- STATED PROBLEM -
Please collect every line from the rows below that contains the string "player", and copy each one in full. Case counts.

....................

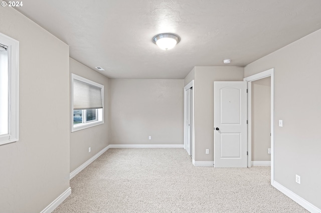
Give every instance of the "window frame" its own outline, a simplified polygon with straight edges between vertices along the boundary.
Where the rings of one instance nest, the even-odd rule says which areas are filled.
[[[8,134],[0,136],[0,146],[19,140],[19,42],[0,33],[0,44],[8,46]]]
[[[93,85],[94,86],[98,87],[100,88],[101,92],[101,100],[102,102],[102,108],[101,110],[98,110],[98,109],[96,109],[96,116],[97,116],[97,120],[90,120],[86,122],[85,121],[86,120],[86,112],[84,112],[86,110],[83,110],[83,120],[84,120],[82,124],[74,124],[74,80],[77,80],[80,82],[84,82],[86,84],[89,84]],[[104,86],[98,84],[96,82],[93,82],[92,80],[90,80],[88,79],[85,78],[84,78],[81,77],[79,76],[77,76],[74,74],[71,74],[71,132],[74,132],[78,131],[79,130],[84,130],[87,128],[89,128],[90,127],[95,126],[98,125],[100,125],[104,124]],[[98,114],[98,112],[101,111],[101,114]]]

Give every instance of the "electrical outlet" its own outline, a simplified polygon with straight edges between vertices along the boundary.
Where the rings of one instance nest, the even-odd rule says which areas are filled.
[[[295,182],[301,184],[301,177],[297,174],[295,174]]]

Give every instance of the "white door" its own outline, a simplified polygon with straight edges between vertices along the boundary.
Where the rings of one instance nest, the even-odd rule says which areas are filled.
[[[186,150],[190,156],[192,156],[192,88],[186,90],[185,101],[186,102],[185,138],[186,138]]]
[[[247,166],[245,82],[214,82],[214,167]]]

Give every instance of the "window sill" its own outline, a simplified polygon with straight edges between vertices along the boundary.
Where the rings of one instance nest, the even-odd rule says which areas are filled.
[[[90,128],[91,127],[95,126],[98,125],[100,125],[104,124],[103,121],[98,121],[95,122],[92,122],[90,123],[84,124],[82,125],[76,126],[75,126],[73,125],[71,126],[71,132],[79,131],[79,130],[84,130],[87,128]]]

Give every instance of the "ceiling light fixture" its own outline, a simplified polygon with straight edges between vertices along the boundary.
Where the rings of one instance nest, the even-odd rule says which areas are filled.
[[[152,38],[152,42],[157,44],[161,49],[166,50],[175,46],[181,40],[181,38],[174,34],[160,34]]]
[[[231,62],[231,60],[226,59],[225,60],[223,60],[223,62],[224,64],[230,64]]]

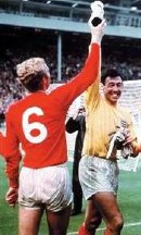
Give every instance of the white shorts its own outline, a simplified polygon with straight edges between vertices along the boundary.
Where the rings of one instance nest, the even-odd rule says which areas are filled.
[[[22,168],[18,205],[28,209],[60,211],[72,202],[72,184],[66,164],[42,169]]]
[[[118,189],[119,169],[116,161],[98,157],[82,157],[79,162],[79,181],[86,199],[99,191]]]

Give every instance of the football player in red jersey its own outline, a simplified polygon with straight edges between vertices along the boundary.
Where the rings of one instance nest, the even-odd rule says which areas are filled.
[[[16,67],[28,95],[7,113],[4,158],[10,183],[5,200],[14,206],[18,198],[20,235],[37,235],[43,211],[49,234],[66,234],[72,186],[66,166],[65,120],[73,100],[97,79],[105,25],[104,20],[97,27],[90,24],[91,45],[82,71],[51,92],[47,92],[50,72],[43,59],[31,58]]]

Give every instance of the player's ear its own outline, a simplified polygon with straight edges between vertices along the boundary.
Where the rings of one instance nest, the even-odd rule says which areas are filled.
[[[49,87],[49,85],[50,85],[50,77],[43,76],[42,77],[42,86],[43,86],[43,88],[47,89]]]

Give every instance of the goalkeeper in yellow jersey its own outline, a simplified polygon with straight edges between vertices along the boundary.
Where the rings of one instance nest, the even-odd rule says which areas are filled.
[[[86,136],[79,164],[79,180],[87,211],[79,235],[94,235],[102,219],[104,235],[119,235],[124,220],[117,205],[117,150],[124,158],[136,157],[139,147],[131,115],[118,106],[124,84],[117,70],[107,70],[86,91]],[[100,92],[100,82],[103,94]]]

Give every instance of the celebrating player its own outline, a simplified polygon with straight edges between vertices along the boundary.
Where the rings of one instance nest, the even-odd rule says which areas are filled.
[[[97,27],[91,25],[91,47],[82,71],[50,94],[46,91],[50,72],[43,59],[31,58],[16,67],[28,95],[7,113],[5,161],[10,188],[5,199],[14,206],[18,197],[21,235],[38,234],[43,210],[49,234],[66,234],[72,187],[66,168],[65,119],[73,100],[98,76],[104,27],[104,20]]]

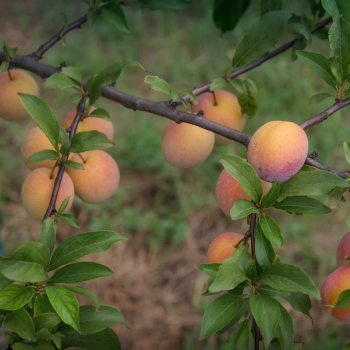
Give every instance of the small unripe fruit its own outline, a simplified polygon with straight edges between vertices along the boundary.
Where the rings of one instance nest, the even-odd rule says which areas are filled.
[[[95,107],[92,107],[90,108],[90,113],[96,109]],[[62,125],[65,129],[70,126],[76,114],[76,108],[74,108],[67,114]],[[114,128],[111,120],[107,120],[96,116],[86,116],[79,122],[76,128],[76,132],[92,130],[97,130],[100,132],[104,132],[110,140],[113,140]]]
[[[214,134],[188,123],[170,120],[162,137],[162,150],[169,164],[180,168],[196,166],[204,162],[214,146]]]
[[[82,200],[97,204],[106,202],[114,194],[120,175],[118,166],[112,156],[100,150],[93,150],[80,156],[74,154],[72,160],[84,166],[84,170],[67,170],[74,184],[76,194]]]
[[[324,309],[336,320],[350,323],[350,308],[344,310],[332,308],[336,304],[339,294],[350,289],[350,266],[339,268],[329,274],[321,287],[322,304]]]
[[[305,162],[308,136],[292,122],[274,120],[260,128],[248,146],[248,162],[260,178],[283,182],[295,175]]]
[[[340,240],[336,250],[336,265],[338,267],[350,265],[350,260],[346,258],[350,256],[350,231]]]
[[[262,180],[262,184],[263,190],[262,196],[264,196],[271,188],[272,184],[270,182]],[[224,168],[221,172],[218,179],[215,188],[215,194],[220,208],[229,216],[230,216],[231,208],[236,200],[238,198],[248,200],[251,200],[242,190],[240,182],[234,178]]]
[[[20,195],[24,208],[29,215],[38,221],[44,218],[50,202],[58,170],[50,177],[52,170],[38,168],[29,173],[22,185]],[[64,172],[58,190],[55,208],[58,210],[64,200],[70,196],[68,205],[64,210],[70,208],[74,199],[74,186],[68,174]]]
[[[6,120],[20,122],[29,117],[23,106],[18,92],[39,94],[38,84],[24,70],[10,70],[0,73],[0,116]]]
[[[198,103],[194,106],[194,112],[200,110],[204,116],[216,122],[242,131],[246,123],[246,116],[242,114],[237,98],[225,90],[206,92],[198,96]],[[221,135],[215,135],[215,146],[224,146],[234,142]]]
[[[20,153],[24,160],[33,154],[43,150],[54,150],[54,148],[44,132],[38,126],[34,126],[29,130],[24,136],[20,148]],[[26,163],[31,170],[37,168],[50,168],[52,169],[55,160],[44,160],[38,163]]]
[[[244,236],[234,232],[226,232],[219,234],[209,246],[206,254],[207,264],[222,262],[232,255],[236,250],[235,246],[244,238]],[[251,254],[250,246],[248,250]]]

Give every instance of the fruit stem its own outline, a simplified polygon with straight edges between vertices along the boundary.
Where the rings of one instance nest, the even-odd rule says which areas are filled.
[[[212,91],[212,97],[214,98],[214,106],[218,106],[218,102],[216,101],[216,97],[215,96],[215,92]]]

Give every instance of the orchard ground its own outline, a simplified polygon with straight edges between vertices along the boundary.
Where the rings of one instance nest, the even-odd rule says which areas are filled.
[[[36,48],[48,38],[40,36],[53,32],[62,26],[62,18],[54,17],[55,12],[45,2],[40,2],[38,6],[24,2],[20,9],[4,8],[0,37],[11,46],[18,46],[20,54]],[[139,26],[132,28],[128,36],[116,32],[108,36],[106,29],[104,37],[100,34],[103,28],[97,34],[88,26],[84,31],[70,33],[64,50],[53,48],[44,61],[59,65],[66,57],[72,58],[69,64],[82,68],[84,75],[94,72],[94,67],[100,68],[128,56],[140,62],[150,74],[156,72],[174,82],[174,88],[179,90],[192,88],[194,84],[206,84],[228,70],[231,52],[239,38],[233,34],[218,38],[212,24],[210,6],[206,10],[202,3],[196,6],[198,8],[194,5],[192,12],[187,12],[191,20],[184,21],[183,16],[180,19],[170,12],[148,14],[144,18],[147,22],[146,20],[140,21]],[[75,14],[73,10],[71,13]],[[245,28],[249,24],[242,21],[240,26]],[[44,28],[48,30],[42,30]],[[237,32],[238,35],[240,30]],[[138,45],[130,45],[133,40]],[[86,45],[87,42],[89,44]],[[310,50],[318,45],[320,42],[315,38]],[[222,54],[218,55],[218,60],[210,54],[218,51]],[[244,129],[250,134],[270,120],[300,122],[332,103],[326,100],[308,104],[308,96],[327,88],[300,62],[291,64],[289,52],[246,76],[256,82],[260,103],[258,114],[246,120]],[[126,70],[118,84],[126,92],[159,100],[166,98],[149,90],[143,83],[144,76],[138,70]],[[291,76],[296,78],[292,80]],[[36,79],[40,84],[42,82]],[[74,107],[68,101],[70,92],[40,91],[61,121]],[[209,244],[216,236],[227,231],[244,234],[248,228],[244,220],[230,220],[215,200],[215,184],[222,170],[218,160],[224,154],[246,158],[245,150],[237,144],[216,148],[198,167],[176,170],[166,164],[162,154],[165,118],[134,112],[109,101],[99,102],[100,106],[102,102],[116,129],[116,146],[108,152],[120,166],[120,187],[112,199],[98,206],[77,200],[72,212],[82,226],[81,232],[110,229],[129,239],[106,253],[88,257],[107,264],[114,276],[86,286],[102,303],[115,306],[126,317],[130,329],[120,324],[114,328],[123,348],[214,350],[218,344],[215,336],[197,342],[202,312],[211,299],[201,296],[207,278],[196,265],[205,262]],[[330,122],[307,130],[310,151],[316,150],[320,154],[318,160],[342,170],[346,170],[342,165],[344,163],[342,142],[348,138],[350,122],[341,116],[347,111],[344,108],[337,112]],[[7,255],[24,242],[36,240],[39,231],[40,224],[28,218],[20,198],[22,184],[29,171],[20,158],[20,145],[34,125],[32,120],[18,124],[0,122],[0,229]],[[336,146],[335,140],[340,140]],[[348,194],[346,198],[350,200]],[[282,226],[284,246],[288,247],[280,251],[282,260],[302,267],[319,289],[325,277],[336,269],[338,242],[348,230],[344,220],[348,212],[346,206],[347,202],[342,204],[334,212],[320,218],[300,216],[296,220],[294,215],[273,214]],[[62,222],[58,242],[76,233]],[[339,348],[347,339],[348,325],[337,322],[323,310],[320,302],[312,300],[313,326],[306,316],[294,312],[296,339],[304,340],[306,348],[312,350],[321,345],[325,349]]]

....................

- COMPLETED EXERCISE -
Give every instance of the football player in red jersey its own outline, a simplified polygon with straight edges between vertices along the boundary.
Give every instance of the player's ear its own outline, a simplified polygon with straight edges between vertices along the boundary.
Give every instance of the celebrating player its own outline, a simplified polygon with straight edges between vertices along the boundary.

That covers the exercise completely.